=== DATA FOR REVIEW ===
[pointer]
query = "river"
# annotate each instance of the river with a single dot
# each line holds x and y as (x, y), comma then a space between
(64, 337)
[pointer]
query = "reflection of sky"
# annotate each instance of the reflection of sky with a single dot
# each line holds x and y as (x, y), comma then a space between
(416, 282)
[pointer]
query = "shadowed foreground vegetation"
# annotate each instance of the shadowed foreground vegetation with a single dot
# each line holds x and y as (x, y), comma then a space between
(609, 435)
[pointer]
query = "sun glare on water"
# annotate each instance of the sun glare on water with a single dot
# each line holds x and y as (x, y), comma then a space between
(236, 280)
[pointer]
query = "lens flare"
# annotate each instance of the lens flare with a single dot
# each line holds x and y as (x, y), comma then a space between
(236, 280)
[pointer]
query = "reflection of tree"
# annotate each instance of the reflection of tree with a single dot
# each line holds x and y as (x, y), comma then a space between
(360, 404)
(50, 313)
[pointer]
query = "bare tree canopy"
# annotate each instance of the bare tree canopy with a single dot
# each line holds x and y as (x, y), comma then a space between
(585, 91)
===
=== DATA FOR REVIEW ===
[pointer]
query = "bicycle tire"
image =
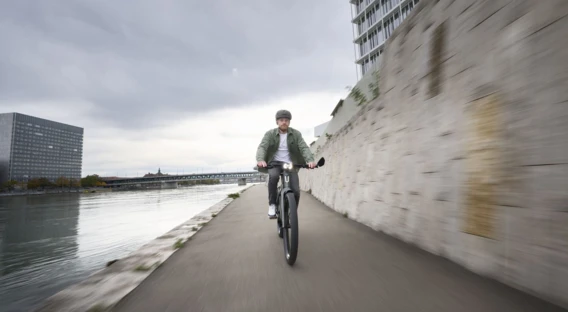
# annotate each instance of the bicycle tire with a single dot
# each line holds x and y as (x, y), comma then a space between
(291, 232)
===
## WHAT IS REQUIRED:
Reply with nothing except the number of lines in the listing above that include the string "flare".

## WRITTEN SOLUTION:
2